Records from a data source
>>>>>
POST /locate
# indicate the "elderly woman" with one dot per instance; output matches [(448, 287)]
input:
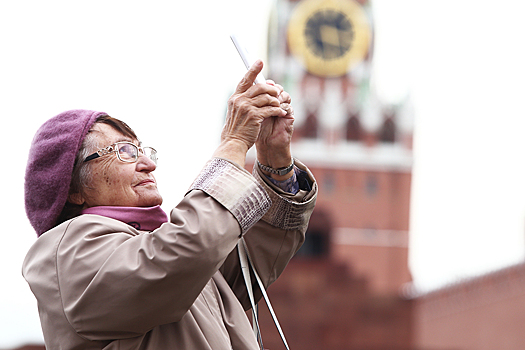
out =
[(111, 270)]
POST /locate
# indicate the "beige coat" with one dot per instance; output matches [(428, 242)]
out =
[(101, 284)]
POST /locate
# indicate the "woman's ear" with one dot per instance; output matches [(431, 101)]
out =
[(76, 198)]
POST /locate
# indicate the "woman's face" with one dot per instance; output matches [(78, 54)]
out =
[(116, 183)]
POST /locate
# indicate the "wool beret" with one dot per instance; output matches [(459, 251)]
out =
[(50, 165)]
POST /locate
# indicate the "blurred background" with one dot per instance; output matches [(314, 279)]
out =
[(410, 114)]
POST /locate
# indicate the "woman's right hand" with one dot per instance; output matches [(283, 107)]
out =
[(248, 107)]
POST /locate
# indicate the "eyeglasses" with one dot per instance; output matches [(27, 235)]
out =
[(126, 151)]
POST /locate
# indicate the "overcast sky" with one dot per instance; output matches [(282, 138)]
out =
[(167, 69)]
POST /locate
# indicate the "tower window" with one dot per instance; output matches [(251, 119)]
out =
[(353, 128)]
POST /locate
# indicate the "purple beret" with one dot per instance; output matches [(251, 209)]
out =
[(50, 165)]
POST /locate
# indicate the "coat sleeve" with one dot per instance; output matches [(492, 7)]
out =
[(122, 284), (275, 239)]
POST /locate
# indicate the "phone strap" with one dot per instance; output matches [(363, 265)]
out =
[(246, 263)]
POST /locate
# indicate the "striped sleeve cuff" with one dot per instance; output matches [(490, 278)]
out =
[(235, 189), (289, 213)]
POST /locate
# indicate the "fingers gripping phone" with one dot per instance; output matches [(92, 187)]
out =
[(246, 58)]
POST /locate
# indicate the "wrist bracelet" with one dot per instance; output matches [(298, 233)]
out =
[(280, 171)]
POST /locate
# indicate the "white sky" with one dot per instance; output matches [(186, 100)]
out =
[(167, 69)]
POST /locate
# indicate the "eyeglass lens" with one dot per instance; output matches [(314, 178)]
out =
[(128, 152)]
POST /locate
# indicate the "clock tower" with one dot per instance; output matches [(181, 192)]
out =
[(359, 147)]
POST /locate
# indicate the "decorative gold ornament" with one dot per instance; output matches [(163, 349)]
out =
[(329, 37)]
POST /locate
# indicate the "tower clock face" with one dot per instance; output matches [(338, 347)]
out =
[(328, 34), (329, 37)]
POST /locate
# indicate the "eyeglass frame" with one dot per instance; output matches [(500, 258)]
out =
[(113, 149)]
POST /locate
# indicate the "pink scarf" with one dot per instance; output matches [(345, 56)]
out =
[(141, 218)]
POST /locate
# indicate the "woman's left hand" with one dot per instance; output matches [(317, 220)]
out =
[(273, 142)]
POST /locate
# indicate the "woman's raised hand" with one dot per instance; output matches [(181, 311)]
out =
[(248, 107)]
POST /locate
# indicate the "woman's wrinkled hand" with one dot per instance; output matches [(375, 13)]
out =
[(273, 144), (248, 108)]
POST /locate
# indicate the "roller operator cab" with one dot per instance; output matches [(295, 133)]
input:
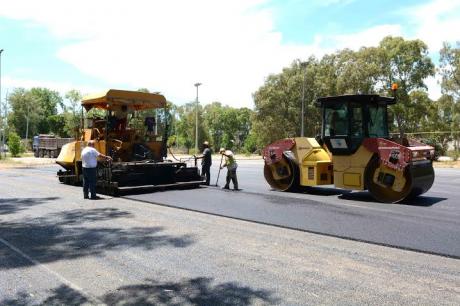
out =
[(354, 151), (132, 128)]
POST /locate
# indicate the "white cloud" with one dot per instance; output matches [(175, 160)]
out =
[(62, 87), (368, 37), (435, 22), (168, 46)]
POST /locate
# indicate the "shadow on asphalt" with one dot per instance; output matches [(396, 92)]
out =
[(365, 196), (193, 291), (13, 205), (70, 234)]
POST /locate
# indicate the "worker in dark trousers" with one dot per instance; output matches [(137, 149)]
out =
[(89, 157), (231, 165), (206, 162)]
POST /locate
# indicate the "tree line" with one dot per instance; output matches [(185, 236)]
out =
[(277, 111)]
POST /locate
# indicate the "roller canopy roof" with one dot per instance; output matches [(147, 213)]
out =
[(114, 98), (364, 99)]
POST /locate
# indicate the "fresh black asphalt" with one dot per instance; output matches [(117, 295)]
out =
[(428, 224)]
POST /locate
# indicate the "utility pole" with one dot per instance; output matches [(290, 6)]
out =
[(27, 122), (5, 112), (302, 119), (196, 119)]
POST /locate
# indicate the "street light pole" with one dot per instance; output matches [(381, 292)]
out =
[(303, 65), (27, 123), (196, 119), (2, 128)]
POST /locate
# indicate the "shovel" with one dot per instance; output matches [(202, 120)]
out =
[(220, 166)]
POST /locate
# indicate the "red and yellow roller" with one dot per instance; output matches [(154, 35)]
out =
[(353, 152)]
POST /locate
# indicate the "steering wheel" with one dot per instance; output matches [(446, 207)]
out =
[(116, 144)]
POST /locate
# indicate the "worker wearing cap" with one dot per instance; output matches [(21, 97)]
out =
[(206, 162), (231, 165), (89, 157)]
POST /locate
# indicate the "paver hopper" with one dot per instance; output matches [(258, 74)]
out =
[(127, 128)]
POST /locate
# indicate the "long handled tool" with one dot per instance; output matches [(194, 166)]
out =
[(220, 166)]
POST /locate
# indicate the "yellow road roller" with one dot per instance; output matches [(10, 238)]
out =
[(354, 151)]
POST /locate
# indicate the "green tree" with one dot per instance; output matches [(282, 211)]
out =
[(450, 84), (73, 113), (23, 109), (450, 70), (406, 63), (47, 101), (14, 144)]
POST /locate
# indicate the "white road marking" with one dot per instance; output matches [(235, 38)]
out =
[(57, 275)]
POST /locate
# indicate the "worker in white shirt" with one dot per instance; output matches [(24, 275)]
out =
[(89, 157)]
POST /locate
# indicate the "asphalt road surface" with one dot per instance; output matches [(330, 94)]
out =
[(429, 223), (58, 249)]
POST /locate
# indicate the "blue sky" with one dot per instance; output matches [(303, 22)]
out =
[(168, 46)]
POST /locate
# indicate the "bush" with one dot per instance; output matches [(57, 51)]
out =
<<<<<
**Directions for this task:** Take every line above that includes "roller" and list it.

**Exercise output:**
# indicate the "roller operator cab" with one dot per instance; output matches [(295, 133)]
# indicate the "roller canopy roof" with one dot per instance; output matches [(147, 213)]
# indicate the "red and yellow roller" with one dot per instance; output matches [(154, 35)]
# indicate the "yellow road roller" with one dot per instance; output matches [(10, 238)]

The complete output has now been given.